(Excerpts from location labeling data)
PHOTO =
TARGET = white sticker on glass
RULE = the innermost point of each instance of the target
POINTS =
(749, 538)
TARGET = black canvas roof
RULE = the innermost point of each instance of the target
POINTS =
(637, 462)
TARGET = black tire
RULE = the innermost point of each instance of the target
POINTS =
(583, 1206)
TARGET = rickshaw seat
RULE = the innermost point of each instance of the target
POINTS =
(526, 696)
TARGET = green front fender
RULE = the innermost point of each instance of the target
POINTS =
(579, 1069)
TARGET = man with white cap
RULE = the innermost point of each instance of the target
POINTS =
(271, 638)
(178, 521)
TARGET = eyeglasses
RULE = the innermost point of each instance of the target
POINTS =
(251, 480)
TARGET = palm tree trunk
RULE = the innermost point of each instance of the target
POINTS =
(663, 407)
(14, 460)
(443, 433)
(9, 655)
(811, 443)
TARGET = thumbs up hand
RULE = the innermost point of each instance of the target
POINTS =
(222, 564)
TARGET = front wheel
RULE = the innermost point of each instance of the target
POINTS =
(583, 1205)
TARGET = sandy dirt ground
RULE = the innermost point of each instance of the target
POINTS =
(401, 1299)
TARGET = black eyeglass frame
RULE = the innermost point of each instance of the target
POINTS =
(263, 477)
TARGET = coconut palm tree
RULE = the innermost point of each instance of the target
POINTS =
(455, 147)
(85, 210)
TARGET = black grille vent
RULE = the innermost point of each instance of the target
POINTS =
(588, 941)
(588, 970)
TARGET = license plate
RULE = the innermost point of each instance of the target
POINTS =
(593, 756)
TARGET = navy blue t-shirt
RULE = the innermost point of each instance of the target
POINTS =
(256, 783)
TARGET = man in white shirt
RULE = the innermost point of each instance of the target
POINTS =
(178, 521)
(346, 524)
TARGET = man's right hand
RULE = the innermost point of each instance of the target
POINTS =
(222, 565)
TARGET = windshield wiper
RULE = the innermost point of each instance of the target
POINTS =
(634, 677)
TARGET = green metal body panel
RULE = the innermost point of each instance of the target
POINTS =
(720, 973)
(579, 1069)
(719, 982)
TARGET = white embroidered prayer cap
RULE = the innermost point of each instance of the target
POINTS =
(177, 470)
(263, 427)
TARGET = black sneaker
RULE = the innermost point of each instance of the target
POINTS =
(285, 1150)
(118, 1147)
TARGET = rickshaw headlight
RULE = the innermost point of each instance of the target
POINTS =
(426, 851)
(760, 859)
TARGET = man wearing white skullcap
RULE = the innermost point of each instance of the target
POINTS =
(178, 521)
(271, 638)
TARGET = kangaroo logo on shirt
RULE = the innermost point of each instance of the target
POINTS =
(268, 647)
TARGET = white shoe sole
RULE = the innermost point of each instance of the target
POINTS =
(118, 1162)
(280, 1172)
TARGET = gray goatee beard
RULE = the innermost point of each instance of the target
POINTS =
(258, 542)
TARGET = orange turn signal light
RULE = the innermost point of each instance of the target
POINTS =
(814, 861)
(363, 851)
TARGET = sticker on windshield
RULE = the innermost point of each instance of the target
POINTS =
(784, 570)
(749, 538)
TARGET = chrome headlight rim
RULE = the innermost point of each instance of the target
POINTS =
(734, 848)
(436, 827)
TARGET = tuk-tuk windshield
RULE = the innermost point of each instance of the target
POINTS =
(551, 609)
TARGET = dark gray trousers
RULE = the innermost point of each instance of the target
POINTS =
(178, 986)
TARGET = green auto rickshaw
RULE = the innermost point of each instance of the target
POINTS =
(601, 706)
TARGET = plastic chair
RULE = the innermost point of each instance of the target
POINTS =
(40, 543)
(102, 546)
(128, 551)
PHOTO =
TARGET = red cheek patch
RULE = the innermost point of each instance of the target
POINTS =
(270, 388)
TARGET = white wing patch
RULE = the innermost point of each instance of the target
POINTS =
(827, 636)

▸ Direction
Can you rewrite the records from the line with "TARGET = front wheel" to the line with "(401, 1299)", both included, with their requests, multiplying each coordinate in the answers by 0.9 and rounding to whole numbers, with halves rounded up?

▸ The completed task
TARGET = front wheel
RULE = the innermost point of each instance of the target
POINTS =
(525, 1085)
TARGET = sandy dirt ground
RULE = the innermost point of each instance of the target
POINTS =
(361, 1169)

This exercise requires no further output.